## BEGIN SOURCE

World Vision invests over $30 million in water & sanitation amid Cholera outbreak

A child captured drinking water

World Vision Malawi has handed over Water, sanitation and hygiene (WASH) facilities in Ntcheu amid a prevailing Cholera outbreak aggravated by poor sanitation conditions emanating from people drawing water from unsafe sources.

With 14 toilet facilities at Galeta primary school to be used by learners and teachers, about 700 people in surrounding villages will also benefit from the water and sanitation project.

Currently, six are already operational in the district together with a water tank and a high yielding solar powered borehole with a 2 liters per second capacity.

In its 2021-2022 budget, World Vision supported over 260,000 people with sanitation services, an additional 93,000 accessing clean water through 113 new boreholes and 373 taps installed.

It has also handed over 250 toilets to schools and health centres which have improved the health and wellbeing of Malawians.

The newly constructed modern toilets

In the same year, the child centred organisation invested over US$30 million throug the drilling and mechanization of boreholes, installation of water taps and training communities to grow these resources for the future.

Isiah Odiambo Sei, Technical Programme Manager for WASH at World Vision disclosed that through the arrangement, 14 districts in 22 Area programmes are being covered with the main objective of achieving basic sanitation services for all by 2030.

He also cited the rehabilitation of non-functioning water systems and the promotion of sanitation facilities in schools and health facilities as some of the components under the project.

Additionally, the organization interacted with communities in enhancing sanitation coverage whilst equipping them with skills to construct their own latrines.

“We’ve seen an improvement in sanitation coverage in areas that we work but we’d wish to appeal for the other partners so that we join hands to be able to achieve universal WASH coverage in Malawi.

## END SOURCE
## BEGIN DATA RECORDS

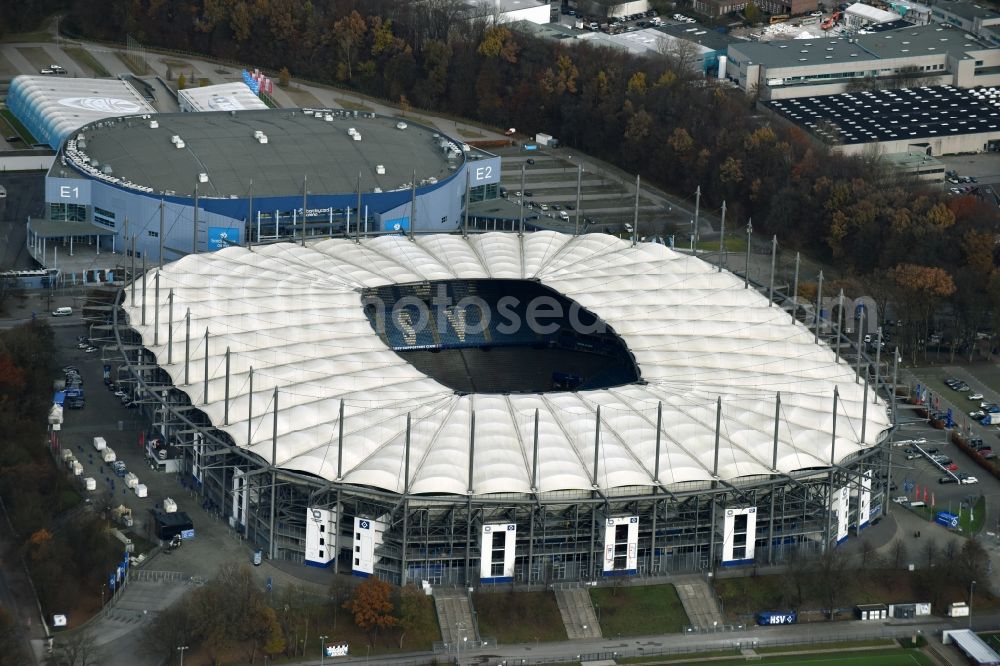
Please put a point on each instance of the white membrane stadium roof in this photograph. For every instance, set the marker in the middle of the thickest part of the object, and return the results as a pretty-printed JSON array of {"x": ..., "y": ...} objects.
[{"x": 294, "y": 314}]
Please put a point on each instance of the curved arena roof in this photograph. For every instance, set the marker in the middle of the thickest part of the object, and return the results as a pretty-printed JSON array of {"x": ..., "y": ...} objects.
[
  {"x": 54, "y": 107},
  {"x": 294, "y": 314}
]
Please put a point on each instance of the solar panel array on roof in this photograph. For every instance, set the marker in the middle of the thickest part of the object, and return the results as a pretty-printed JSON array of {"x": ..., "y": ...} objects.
[{"x": 890, "y": 115}]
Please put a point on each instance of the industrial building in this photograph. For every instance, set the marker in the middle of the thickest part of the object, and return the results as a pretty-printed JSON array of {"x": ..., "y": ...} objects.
[
  {"x": 928, "y": 55},
  {"x": 940, "y": 120},
  {"x": 159, "y": 186},
  {"x": 665, "y": 418}
]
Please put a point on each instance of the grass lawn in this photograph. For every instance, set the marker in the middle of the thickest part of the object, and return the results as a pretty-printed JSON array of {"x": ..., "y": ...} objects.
[
  {"x": 352, "y": 105},
  {"x": 639, "y": 611},
  {"x": 135, "y": 64},
  {"x": 875, "y": 643},
  {"x": 537, "y": 615},
  {"x": 16, "y": 127},
  {"x": 664, "y": 658},
  {"x": 894, "y": 657},
  {"x": 7, "y": 69},
  {"x": 38, "y": 36},
  {"x": 734, "y": 243},
  {"x": 87, "y": 61}
]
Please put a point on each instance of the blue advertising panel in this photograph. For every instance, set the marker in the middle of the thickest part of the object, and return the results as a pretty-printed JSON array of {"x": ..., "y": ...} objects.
[
  {"x": 776, "y": 617},
  {"x": 484, "y": 172},
  {"x": 220, "y": 237},
  {"x": 67, "y": 190},
  {"x": 400, "y": 224},
  {"x": 946, "y": 519}
]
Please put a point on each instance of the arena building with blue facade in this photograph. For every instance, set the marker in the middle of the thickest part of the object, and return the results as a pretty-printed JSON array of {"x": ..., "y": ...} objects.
[{"x": 174, "y": 184}]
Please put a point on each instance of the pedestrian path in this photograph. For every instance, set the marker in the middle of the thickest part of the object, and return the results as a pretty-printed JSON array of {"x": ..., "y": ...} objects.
[
  {"x": 699, "y": 601},
  {"x": 577, "y": 612},
  {"x": 454, "y": 611}
]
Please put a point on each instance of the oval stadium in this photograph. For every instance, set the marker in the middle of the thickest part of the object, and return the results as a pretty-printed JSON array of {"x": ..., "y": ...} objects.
[
  {"x": 159, "y": 186},
  {"x": 500, "y": 407}
]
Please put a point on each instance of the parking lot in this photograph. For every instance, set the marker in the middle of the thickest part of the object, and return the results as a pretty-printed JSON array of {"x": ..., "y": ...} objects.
[
  {"x": 913, "y": 468},
  {"x": 104, "y": 415},
  {"x": 606, "y": 204}
]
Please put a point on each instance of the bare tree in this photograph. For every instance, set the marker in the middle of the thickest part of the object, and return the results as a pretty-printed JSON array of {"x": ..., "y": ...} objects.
[
  {"x": 77, "y": 649},
  {"x": 484, "y": 14},
  {"x": 899, "y": 553},
  {"x": 930, "y": 552}
]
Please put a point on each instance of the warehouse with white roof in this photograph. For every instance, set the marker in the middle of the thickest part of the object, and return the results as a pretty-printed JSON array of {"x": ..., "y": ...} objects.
[{"x": 222, "y": 97}]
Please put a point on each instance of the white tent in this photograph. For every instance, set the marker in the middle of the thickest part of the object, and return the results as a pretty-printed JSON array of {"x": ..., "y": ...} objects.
[{"x": 294, "y": 315}]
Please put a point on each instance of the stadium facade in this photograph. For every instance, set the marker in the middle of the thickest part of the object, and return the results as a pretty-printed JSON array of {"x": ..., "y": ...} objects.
[
  {"x": 367, "y": 405},
  {"x": 165, "y": 185}
]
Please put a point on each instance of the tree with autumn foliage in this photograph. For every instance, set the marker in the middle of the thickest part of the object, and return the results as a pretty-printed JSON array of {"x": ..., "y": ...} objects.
[
  {"x": 371, "y": 605},
  {"x": 920, "y": 289}
]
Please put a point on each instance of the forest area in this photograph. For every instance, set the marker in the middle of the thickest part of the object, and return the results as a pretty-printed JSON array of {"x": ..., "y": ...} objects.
[{"x": 898, "y": 241}]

## END DATA RECORDS

▶ [WHAT NEEDS TO BE DONE]:
Reproduce word for word the passage of the article above on World Vision's water and sanitation work in Malawi, from "World Vision invests" to "from unsafe sources.".

▶ [REPLY TO THE EXERCISE]:
World Vision invests over $30 million in water & sanitation amid Cholera outbreak

A child captured drinking water

World Vision Malawi has handed over Water, sanitation and hygiene (WASH) facilities in Ntcheu amid a prevailing Cholera outbreak aggravated by poor sanitation conditions emanating from people drawing water from unsafe sources.